Hi Stolen innocence,
Throughout my years in therapy, I've had the same problem to a large degree. Having come through most of it to the other side, I can tell you that there is no easy fix for this problem. It is an attachment problem, usually from very early childhood or even infancy. It usually is due to an inability for the child and parent to bond properly. The baby or child does not get enough of a sense of their parent being there for them and available in times of distress to "hold onto" an internal feeling of the parent's care or presence in their life unless they are literally, physically there with them. Unfortunately, when people have had this problem as children, it often rises up again for them in the therapy relationship. You might find that you feel a sense of connection with your t as long as you are in the room together. But once you leave the office, it feels like she is literally "gone." It is very painful, I know from personal experience!
Overall, it is a process that you will have to go through with your therapist's help. It's Ok to talk to her about your feelings, and how difficult it is for you to keep a feeling of connection with her after you leave your session. Sometimes, therapist's are willing to give their clients with object constancy problems something from their office to hold onto between sessions...it could be a pen, a small stone, anything that can be looked at and felt between sessions to remind you that your therapist and you have a connection and that, even though it feels like she is gone, she has not forgotten about you. The relationship continues even in the physical absence of each other. It can be difficult learning to "hang onto" an emotional connection without being visually together, but it can be learned. It takes time.

=======

# WORK TASK 1:
Rewrite the reply on object constancy starting at "Overall, it is" and ending at "It takes time.", with "a small stone" replaced by "a smooth pebble".
# WORK TASK 2:
Extend the reply on object constancy by writing what comes after its last sentence.
The records have no connection to the reply on object constancy.

=======

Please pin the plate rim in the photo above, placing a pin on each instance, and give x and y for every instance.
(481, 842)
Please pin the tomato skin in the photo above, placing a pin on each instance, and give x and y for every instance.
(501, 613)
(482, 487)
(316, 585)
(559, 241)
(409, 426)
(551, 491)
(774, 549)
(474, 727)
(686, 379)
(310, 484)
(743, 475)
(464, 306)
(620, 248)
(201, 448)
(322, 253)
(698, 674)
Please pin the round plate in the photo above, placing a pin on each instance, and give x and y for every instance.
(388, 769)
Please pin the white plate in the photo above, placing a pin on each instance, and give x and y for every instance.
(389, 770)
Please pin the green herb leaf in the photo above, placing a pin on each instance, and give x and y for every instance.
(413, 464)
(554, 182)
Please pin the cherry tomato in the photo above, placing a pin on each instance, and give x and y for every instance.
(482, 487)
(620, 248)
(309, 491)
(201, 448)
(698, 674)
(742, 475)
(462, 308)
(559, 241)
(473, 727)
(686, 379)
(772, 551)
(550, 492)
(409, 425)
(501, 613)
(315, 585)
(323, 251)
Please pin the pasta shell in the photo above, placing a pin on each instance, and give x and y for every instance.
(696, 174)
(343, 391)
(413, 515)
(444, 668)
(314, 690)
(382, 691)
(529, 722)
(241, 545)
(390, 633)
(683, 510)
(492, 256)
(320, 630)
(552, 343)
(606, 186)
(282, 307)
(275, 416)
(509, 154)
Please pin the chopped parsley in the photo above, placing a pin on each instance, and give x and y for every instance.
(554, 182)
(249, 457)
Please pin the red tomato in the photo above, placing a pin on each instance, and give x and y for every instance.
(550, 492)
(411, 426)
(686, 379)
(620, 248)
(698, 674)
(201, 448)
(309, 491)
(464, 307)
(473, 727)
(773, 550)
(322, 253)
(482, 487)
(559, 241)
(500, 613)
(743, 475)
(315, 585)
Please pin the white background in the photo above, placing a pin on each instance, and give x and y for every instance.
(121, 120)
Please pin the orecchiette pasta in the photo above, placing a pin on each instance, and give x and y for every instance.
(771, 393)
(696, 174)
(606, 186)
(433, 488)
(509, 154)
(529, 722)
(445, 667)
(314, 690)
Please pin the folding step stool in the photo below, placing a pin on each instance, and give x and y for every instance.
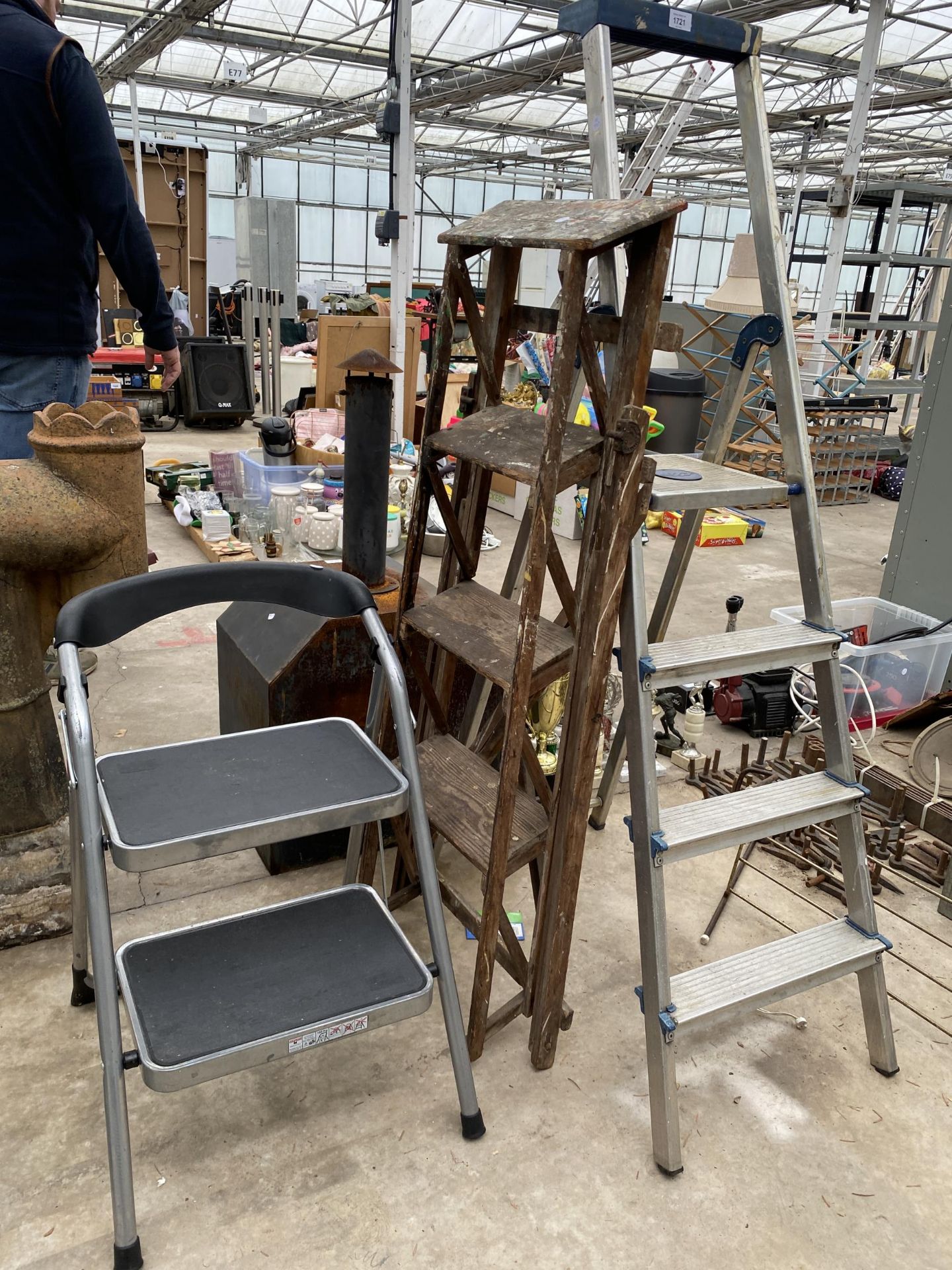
(241, 991)
(660, 839)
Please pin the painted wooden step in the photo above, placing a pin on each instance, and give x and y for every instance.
(506, 440)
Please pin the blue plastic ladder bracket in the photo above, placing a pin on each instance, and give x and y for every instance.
(664, 1016)
(850, 785)
(658, 846)
(826, 630)
(764, 329)
(656, 840)
(870, 935)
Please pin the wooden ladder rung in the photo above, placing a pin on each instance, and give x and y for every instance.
(461, 792)
(480, 628)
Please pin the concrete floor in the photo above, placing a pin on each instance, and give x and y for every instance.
(797, 1155)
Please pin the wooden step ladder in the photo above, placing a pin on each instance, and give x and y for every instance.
(485, 792)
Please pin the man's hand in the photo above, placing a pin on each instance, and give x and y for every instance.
(172, 364)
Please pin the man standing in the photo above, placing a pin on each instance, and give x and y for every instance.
(66, 190)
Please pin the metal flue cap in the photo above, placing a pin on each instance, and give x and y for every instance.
(370, 361)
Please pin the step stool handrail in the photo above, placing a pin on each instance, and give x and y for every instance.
(107, 613)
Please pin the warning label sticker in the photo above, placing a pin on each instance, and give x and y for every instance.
(306, 1040)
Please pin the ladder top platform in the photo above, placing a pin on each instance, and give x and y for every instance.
(233, 994)
(204, 798)
(508, 440)
(569, 225)
(713, 486)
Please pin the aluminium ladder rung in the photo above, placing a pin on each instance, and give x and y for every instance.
(891, 388)
(898, 259)
(481, 629)
(713, 657)
(772, 972)
(729, 820)
(716, 487)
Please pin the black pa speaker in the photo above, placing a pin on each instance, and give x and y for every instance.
(214, 389)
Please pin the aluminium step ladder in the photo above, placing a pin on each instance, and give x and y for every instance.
(274, 982)
(674, 1003)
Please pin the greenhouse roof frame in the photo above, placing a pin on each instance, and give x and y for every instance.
(496, 87)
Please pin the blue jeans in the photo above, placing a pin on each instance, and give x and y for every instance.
(30, 384)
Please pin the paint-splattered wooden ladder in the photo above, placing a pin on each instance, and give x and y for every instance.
(484, 788)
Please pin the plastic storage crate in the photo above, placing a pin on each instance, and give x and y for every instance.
(898, 675)
(259, 476)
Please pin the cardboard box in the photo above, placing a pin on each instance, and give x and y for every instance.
(509, 503)
(565, 517)
(756, 526)
(307, 458)
(720, 529)
(340, 335)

=======

# TASK ANSWER 1:
Overall, it is a process that you will have to go through with your therapist's help. It's Ok to talk to her about your feelings, and how difficult it is for you to keep a feeling of connection with her after you leave your session. Sometimes, therapist's are willing to give their clients with object constancy problems something from their office to hold onto between sessions...it could be a pen, a smooth pebble, anything that can be looked at and felt between sessions to remind you that your therapist and you have a connection and that, even though it feels like she is gone, she has not forgotten about you. The relationship continues even in the physical absence of each other. It can be difficult learning to "hang onto" an emotional connection without being visually together, but it can be learned. It takes time.

# TASK ANSWER 2:
Another thing that might be helpful, if your therapist is willing to allow it, is to email once between sessions to touch base. This too can help remind you of the connection. However, some t's don't like to email, and with clients like us who have attachment problems, email can become a sticky matter where we can get too dependent on it and email too often. While email can be helpful for awhile to build a secure attachment with your therapist, you don't want to allow it to take the place of in-person communication, one on one, in your sessions. Email is still an "indirect" style of communication. T's generally prefer that you speak directly to them whenever possible.
Since t's are different in what they allow, I would suggest that you talk to your own t and ask her to help you develop more object constancy, so that you don't experience so much distress between sessions. If she doesn't permit email or give you an item to keep between sessions, she may have another idea.
I know this is painful stuff, but hang in there! It DOES get easier. But it does take time, practice, and trust in the therapy relationship.